What you need to do: Rewrite the rows below as a two-column CSV with the header instruction,points. Each instruction and all of its coordinate answers go on one line, each value in a single quoted field, with any line breaks replaced by spaces.

Records provided:
+-------+

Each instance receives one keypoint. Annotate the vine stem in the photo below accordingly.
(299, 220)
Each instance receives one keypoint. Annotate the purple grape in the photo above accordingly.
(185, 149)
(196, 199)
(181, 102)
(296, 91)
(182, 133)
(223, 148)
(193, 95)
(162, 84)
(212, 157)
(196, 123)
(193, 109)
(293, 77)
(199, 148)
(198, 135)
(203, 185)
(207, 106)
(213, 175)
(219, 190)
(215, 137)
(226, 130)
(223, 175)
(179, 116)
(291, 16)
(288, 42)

+-------+

Exercise answer:
instruction,points
"Each instance receives one keypoint. Annotate the vine stem in the photo below accordingly.","(299, 220)"
"Each instance receives one keypoint. Annotate the purple grape in the photo above accordingly.","(185, 149) (196, 199) (181, 102) (296, 91) (182, 133) (223, 148) (193, 95) (162, 84) (212, 157) (196, 123) (193, 109) (293, 77) (199, 148) (198, 135) (203, 185) (207, 106) (213, 175) (219, 190) (215, 137) (226, 130) (223, 175) (179, 116) (291, 16) (288, 42)"